** start of DATA FOR THIS TASK **

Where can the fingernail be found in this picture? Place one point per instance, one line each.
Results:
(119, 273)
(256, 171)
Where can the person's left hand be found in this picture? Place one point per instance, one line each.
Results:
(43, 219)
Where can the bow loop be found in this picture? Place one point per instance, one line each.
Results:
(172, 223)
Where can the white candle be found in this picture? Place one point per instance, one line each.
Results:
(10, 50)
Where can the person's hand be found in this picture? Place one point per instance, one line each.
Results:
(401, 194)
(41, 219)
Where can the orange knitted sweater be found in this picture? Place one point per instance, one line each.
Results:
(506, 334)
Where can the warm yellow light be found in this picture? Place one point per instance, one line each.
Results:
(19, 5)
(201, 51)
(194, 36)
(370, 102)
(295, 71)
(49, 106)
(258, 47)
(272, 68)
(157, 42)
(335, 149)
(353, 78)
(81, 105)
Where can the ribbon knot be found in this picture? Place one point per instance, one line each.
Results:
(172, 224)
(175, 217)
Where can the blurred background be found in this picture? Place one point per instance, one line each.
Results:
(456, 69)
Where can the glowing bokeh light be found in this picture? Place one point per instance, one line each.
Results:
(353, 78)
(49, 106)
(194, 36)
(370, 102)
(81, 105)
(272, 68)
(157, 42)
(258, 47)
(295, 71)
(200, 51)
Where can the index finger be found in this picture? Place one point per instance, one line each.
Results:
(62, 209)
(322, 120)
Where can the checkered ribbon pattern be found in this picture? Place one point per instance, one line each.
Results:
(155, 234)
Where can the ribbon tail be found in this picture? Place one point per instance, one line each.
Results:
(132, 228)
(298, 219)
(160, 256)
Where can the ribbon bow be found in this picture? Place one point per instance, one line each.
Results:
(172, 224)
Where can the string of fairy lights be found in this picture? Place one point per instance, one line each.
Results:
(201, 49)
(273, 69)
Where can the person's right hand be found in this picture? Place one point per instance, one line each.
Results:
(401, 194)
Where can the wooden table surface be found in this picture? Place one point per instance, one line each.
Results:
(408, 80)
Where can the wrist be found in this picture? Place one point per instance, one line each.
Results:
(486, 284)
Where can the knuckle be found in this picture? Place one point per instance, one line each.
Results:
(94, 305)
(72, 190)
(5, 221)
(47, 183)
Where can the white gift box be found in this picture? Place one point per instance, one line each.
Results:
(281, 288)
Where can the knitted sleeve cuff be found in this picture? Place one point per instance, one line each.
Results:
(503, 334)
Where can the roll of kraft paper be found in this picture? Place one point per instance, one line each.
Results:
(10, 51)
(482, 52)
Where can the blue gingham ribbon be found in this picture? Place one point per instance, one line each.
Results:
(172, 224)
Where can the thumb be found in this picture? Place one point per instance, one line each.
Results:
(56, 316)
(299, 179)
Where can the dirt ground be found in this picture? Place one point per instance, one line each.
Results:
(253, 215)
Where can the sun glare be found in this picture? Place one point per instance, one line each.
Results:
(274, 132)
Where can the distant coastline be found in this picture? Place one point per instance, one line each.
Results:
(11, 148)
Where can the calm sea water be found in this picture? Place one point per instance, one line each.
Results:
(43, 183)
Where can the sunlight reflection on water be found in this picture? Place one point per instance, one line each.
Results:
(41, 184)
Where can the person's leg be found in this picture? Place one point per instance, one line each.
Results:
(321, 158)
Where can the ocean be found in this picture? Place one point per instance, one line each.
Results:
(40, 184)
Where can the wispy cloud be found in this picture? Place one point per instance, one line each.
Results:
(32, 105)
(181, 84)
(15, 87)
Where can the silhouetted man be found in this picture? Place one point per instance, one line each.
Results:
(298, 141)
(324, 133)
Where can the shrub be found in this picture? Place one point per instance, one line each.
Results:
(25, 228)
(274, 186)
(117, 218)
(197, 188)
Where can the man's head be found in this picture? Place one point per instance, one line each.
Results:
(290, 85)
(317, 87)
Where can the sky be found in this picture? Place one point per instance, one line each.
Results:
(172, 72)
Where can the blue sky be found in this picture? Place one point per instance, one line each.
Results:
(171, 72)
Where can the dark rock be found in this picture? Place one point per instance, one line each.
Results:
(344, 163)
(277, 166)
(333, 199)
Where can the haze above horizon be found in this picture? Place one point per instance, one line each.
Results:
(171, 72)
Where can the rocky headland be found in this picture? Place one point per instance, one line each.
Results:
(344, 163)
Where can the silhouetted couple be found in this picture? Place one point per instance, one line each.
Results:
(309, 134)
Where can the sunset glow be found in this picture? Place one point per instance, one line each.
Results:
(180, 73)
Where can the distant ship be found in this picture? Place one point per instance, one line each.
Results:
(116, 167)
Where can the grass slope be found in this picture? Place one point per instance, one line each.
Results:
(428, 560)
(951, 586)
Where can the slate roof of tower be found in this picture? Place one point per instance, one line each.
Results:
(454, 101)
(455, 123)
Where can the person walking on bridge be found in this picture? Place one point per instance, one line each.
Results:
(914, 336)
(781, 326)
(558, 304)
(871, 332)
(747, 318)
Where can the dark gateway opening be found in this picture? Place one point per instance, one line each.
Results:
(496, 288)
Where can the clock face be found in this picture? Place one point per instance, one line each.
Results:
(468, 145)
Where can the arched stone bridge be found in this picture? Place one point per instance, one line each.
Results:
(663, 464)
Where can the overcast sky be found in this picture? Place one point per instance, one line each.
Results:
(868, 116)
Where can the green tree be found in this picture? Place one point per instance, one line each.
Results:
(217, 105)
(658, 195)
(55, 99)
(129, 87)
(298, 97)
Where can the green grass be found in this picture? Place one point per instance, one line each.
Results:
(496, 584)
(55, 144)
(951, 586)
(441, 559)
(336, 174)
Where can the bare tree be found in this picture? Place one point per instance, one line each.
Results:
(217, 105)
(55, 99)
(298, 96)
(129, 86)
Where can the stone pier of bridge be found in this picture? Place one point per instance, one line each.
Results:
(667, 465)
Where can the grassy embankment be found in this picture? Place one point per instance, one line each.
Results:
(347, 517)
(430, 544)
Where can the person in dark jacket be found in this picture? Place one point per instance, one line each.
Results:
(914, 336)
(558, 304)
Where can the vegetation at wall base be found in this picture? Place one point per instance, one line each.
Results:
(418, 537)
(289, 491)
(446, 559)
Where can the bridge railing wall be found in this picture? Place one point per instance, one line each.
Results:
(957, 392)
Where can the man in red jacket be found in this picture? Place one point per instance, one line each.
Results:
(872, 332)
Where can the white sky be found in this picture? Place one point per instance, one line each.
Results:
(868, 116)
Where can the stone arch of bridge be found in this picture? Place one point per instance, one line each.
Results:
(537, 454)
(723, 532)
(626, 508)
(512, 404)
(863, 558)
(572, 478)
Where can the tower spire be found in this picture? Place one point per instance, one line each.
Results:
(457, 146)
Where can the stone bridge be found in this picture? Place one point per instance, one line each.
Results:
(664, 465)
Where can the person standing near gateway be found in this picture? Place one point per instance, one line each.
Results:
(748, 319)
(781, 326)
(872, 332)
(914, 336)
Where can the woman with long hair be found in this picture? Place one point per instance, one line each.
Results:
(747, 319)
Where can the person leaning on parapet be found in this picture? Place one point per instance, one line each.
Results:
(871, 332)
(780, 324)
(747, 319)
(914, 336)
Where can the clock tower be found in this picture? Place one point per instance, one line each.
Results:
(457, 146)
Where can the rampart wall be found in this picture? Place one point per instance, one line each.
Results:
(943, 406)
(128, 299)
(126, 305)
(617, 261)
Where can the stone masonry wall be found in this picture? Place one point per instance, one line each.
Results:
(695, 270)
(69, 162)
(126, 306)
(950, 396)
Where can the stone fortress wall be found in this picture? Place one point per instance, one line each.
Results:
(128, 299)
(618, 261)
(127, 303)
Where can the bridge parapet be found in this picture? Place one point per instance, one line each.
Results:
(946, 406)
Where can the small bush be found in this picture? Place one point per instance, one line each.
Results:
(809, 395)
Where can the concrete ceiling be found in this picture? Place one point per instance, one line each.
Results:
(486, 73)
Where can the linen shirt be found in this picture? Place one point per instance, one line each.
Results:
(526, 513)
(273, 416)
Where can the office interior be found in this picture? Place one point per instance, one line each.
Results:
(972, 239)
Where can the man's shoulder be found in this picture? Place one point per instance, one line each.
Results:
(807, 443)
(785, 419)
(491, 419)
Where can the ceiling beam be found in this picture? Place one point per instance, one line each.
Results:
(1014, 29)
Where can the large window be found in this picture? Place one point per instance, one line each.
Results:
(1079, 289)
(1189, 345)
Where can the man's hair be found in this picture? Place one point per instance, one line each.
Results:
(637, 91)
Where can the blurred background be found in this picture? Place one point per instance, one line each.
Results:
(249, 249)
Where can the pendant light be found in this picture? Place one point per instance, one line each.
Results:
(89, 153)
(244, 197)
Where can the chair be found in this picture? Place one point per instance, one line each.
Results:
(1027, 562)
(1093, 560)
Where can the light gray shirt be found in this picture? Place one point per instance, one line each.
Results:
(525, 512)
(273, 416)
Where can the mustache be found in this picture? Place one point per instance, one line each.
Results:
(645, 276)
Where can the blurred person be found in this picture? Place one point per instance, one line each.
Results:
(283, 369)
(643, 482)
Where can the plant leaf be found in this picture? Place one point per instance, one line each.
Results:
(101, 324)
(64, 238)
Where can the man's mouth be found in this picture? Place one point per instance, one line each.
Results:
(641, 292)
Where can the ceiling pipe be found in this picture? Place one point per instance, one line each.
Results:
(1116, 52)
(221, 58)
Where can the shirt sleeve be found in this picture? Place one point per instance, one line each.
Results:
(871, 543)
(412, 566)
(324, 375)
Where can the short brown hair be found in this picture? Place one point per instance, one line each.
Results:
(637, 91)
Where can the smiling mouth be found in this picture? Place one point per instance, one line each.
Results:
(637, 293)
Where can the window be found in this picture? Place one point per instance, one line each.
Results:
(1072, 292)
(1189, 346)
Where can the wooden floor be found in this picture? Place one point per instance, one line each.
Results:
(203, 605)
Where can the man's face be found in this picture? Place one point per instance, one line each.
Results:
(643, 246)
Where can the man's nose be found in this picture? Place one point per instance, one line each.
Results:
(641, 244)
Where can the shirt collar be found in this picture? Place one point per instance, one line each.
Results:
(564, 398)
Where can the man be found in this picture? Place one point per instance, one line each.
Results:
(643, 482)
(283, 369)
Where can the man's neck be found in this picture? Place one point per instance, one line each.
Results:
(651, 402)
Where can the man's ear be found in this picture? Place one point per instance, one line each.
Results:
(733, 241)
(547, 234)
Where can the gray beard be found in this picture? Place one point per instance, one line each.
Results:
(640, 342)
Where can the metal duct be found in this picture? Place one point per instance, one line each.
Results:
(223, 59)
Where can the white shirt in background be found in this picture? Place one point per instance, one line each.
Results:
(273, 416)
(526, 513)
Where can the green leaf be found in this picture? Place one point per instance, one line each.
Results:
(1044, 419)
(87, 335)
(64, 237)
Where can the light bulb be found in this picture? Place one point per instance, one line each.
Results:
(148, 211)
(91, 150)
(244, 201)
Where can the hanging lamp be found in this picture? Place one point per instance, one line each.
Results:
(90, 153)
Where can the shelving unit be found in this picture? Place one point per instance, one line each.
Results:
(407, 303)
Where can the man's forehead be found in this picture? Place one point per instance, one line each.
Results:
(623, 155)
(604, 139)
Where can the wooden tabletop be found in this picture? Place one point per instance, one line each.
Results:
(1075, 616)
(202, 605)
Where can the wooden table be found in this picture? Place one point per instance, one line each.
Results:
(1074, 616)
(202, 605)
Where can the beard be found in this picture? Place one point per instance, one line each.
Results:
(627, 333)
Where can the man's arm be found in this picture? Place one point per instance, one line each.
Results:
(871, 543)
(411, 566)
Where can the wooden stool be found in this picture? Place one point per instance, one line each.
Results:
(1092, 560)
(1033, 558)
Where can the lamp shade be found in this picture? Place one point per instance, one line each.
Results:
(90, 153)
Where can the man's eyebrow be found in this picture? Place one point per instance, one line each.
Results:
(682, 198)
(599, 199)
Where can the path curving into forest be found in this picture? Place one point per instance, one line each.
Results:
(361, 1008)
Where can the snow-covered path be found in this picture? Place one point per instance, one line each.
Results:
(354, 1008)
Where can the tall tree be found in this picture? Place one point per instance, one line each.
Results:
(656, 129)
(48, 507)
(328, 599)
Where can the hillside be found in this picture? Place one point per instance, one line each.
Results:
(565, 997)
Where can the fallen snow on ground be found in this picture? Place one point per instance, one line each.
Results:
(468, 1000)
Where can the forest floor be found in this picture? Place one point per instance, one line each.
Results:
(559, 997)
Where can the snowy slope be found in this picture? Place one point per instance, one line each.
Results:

** end of DATA FOR THIS TASK **

Repeat exactly the lines from the line containing "Where can the snow-covered" through the last line of the records above, including both, and nothing else.

Where can the snow-covered path be found in this picture? Place one point per instance, one line each.
Results:
(354, 1008)
Where can the tall tree be found in this picture? Place one point per instance, one line each.
Results:
(656, 129)
(48, 507)
(328, 599)
Where can the hillside be found in this picture? Place one point per instance, one line each.
Results:
(565, 997)
Where can the fallen snow on ground be found in this picture? Place one point per instance, one line each.
Results:
(468, 1000)
Where can the forest floor be found in this picture? Place one point per instance, one line each.
Results:
(559, 997)
Where can the snowy slope be found in this picture? Place one point per instance, one line each.
Results:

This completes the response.